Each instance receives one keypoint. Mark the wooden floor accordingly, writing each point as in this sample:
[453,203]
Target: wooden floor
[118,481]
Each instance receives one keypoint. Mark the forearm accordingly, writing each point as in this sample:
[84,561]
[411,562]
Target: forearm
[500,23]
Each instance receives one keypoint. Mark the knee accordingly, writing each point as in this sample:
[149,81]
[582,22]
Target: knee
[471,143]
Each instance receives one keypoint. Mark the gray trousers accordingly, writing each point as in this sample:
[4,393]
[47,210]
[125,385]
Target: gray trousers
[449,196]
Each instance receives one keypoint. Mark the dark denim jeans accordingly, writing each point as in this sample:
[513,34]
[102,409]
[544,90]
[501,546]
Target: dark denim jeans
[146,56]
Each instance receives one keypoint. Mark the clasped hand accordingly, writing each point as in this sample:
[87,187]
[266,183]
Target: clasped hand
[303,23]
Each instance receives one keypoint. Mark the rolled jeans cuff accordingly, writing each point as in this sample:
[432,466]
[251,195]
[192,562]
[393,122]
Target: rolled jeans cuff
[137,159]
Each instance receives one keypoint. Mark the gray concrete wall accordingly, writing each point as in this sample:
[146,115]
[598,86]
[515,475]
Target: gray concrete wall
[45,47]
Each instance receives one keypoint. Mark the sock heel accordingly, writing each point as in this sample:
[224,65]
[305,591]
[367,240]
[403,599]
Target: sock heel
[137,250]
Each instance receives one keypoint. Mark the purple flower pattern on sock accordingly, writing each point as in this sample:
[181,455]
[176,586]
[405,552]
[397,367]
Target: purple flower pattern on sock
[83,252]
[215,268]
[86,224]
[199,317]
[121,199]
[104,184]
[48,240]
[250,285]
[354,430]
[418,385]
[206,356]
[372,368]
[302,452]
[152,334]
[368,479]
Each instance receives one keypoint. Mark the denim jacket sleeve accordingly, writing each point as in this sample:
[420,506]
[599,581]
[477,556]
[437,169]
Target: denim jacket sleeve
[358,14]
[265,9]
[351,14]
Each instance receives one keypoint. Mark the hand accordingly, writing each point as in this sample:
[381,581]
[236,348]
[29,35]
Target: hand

....................

Directions for this task: Rewrite the stretch of data from the line containing "Each instance receives one keypoint. Mark the denim" through the end of the data, requests included, and shift each answer coordinate by adding 111 to both of its numbers.

Result for this exercise:
Each instance receives one keypoint. Mark the denim jacket sleeve accordingly, writing each point as in this sample:
[420,506]
[599,581]
[477,556]
[437,169]
Target: denim jacket sleeve
[469,125]
[376,120]
[462,125]
Each instance receives one keypoint. Mark the hand accordingly, writing each point as in this sample:
[381,581]
[236,348]
[29,35]
Target: hand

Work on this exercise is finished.